# Selected extract
Beefy Boxes and Bandwidth Generously Provided by pair Networks
Just another Perl shrine
 
PerlMonks  

Quick and portable way to determine line-ending string?

by bikeNomad (Priest)
on Aug 09, 2001 at 02:21 UTC ( #103256=perlquestion: print w/ replies, xml ) Need Help??
bikeNomad has asked for the wisdom of the Perl Monks concerning the following question:

You all know, I'm sure, about how platform-specific input and output translation can happen to the "\n" character (on some systems). That is, when reading from a real disk file, there is a sequence of one or more character codes that gets translated into a "\n" character when read (assuming you don't call binmode). The reverse happens on a write to a physical file.

But what do you do when you have to duplicate this functionality? Say you have a buffer full of bytes that came from somewhere other than a disk file (so you can't use binmode) and you want to split it into lines of text. How do you know what character sequence is used for line endings on a particular operating system?

One obvious way to do this is to use a hash keyed by the value of $^O. But this quite ugly, requires me to know what all the line endings are, and breaks when someone comes up with a new port of Perl to a different operating system.

Another way might be to write a "\n" to a file in text mode and read it back in in binary mode, but this requires the existence of a writable file (which is not guaranteed) and is slow.

Has anyone come up with a better way to do this than the two methods mentioned above?

Comment on Quick and portable way to determine line-ending string?
Re: Quick and portable way to determine line-ending string?
by nardo (Friar) on Aug 09, 2001 at 02:55 UTC
    Most (all?) platforms will use one or more of 0x0a and 0x0d characters as the newline, so something like:
    sub seperator { my $cr = chr(0x0d); my $lf = chr(0x0a); if($_[0] =~ /([$cr$lf]+)/o) { return $1; } #unable to find seperator, handle error here. }
    This assumes that the file will not contain an 0x0a or 0x0d unless it is used as part of the newline, which should be true of a textfile.

# Data extract
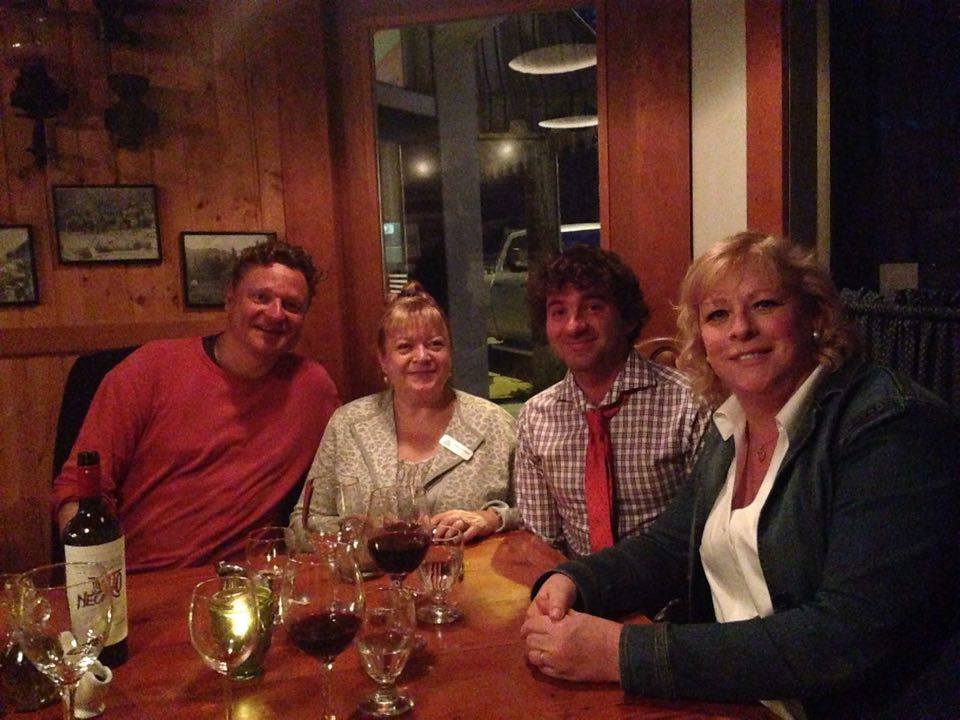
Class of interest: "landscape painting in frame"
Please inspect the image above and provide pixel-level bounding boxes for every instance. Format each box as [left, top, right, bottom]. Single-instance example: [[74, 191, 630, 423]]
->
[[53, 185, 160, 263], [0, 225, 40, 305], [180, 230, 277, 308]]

# Written tasks
A. In the line-ending thread, write out everything from "But what do" down to "and is slow." again, substituting "block" for "buffer".
B. According to the line-ending thread, why does the original poster reject writing a "\n" to a file in text mode and reading it back in binary mode?
C. Answer these questions about the line-ending thread:
(i) On what date did bikeNomad post the question?
(ii) What value is the hash keyed by in the first obvious method the poster mentions?
(iii) Which characters does nardo say most platforms use as the newline?

# Solutions for each task
A.
But what do you do when you have to duplicate this functionality? Say you have a block full of bytes that came from somewhere other than a disk file (so you can't use binmode) and you want to split it into lines of text. How do you know what character sequence is used for line endings on a particular operating system?

One obvious way to do this is to use a hash keyed by the value of $^O. But this quite ugly, requires me to know what all the line endings are, and breaks when someone comes up with a new port of Perl to a different operating system.

Another way might be to write a "\n" to a file in text mode and read it back in in binary mode, but this requires the existence of a writable file (which is not guaranteed) and is slow.

B. That method needs a writable file, and one is not guaranteed to exist. It is also slow.

C.
(i) Aug 09, 2001
(ii) $^O
(iii) One or more of the 0x0a and 0x0d characters